:: WORK ITEM ::
Each entry below should be retyped exactly as given.

(Dataset entries)
·····

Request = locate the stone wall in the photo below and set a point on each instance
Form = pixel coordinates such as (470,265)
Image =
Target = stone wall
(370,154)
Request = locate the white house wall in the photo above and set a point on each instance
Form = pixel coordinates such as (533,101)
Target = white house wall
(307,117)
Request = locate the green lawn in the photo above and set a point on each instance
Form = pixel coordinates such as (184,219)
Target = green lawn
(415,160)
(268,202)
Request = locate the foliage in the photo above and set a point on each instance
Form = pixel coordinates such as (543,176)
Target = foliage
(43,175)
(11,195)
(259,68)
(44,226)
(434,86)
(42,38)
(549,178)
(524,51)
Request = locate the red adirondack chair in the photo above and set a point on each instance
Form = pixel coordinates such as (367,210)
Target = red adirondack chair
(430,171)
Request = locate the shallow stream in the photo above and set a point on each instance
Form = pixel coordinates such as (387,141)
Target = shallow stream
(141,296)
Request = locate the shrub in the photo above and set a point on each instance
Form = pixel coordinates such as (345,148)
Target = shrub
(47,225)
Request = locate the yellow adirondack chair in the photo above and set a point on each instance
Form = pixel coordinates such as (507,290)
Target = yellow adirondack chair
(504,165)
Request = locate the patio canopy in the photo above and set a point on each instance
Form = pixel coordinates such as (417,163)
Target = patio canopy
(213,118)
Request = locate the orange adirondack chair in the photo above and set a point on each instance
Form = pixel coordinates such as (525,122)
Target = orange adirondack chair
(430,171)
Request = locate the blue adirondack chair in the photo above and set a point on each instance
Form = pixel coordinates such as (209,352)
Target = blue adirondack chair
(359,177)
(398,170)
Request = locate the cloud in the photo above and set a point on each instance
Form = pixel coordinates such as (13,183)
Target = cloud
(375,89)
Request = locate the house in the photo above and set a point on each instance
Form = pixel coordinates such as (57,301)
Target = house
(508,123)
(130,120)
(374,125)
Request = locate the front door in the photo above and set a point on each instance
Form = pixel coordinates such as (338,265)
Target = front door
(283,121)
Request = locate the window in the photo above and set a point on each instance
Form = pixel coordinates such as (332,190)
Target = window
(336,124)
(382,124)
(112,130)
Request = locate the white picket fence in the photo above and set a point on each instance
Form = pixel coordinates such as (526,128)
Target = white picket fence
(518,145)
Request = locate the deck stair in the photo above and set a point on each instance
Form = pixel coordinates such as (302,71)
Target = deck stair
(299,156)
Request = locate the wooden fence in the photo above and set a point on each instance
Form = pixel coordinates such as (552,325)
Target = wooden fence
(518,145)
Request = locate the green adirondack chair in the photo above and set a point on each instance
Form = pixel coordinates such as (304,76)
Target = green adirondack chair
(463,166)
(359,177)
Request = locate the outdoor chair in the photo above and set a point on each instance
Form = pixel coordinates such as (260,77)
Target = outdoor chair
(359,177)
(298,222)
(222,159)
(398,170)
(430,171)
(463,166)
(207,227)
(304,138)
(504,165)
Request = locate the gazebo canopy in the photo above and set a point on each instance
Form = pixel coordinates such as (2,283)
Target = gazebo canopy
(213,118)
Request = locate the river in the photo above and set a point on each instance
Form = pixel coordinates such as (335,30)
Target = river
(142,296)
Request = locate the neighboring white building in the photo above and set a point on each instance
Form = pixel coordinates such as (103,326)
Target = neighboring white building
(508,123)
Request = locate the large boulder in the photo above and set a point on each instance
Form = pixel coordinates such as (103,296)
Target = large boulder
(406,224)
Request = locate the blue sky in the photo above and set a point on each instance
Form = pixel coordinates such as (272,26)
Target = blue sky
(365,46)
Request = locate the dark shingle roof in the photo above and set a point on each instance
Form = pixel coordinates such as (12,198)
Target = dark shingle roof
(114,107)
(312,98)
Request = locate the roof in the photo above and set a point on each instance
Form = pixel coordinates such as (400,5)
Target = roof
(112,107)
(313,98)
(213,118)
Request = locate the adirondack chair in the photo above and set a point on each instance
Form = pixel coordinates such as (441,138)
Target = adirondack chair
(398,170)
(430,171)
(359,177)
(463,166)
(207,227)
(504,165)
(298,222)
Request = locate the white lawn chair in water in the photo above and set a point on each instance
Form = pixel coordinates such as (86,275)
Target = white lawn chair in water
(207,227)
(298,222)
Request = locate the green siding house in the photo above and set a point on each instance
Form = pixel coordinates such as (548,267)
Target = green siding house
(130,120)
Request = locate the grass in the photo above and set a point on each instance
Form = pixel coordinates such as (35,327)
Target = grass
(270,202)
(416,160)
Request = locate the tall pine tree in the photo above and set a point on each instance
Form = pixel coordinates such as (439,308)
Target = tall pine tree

·····

:: ANSWER ::
Request = locate the stone wall in the photo below and set a point on each instance
Form = pixel coordinates such as (470,265)
Image =
Target = stone wall
(370,154)
Request = locate the white house wall in the photo above and set a point on each instance
Form = pixel coordinates such as (533,101)
Target = white house wall
(307,117)
Request = locate the green lawn in the photo above and set a point on each instance
Form = pixel coordinates such as (184,219)
Target = green lawn
(415,160)
(268,202)
Request = locate the foliage in the photo above and set a point on each instance
Form = pixel coordinates such as (543,176)
Target = foliage
(43,175)
(11,195)
(259,68)
(44,226)
(434,86)
(42,38)
(549,178)
(524,51)
Request = locate the red adirondack chair in the photo above and set a point on each instance
Form = pixel coordinates such as (367,210)
Target = red adirondack chair
(430,171)
Request = locate the shallow stream in the photo above and set a point on each instance
Form = pixel coordinates such as (387,141)
Target = shallow stream
(141,296)
Request = locate the shrub in the photo above and set a point on each instance
Form = pixel coordinates such as (345,148)
Target = shrub
(47,225)
Request = locate the yellow adirondack chair in the photo above and set a point on each instance
Form = pixel coordinates such as (507,290)
Target = yellow adirondack chair
(504,165)
Request = locate the patio canopy in the photo above and set a point on each instance
Form = pixel coordinates such as (417,163)
Target = patio canopy
(213,118)
Request = locate the orange adirondack chair in the photo above and set a point on each instance
Form = pixel coordinates such as (525,122)
Target = orange adirondack chair
(430,171)
Request = locate the blue adirondack chair in the photo above and set a point on each instance
Form = pixel coordinates such as (209,352)
Target = blue adirondack chair
(359,177)
(398,170)
Request = locate the cloud in the photo above and set a point on each instance
Form = pixel coordinates such as (13,183)
Target = cloud
(375,89)
Request = locate the house in the photo above and set a point on each instance
Form = pixel coordinates such as (57,301)
Target = house
(508,123)
(130,120)
(374,125)
Request = locate the front door in the photo above and set a point on each instance
Form = pixel coordinates such as (338,265)
Target = front door
(283,121)
Request = locate the window in the photo above and set a point on each instance
Form = pixel coordinates such as (332,190)
Target = window
(336,124)
(382,124)
(112,130)
Request = locate the white picket fence in the photo above and set a point on each instance
Form = pixel coordinates such as (526,128)
Target = white picket fence
(518,145)
Request = locate the deck stair in the photo above and set a point on each instance
Form = pixel coordinates such as (302,71)
Target = deck stair
(299,156)
Request = locate the wooden fence in the photo above and set a point on each instance
Form = pixel coordinates such as (552,325)
Target = wooden fence
(518,145)
Request = locate the green adirondack chair in the photo above and set a point on each instance
Form = pixel coordinates such as (304,76)
Target = green adirondack chair
(463,166)
(359,177)
Request = locate the outdoor chair in the photo above and set a point on each instance
Form = pixel coordinates such as (260,77)
Target = outdoor chair
(359,177)
(298,222)
(222,159)
(398,170)
(430,171)
(463,166)
(207,227)
(304,138)
(504,165)
Request = locate the gazebo canopy in the photo above and set a point on each instance
Form = pixel coordinates such as (2,283)
Target = gazebo canopy
(213,118)
Request = locate the river in the photo above and set a point on each instance
Form = pixel coordinates such as (335,30)
Target = river
(142,296)
Request = locate the neighboring white building in the photo above and set a point on each instance
Form = pixel coordinates such as (103,326)
Target = neighboring white building
(508,123)
Request = locate the large boulder in the photo above and set a point on each instance
Form = pixel coordinates such as (103,296)
Target = large boulder
(406,224)
Request = locate the blue sky in the photo above and set a point on each instance
Form = pixel coordinates such as (272,26)
Target = blue sky
(365,46)
Request = locate the dark shingle roof in the photo above and set a point on each instance
Form = pixel coordinates such as (12,198)
Target = dark shingle roof
(114,107)
(312,98)
Request = locate the roof in the photo above and set a point on each instance
Form = pixel coordinates such as (400,5)
Target = roof
(112,107)
(313,98)
(213,118)
Request = locate the adirondack chair in the photo above and set a point on each instance
Form = pixel coordinates such as (441,138)
Target = adirondack chair
(398,170)
(430,171)
(359,177)
(463,166)
(207,227)
(504,165)
(298,222)
Request = locate the white lawn chair in water in the photo above and set a point on each instance
Form = pixel coordinates such as (86,275)
Target = white lawn chair in water
(207,227)
(298,222)
Request = locate the green siding house in the photo above and set a point on each instance
Form = pixel coordinates such as (548,267)
Target = green siding house
(130,120)
Request = locate the grass in the photo above and set a point on each instance
Form = pixel coordinates such as (35,327)
Target = grass
(270,202)
(416,160)
Request = locate the tall pine tree in the photo above and set a point on each instance
Form = pixel coordinates such as (439,308)
Target = tall pine tree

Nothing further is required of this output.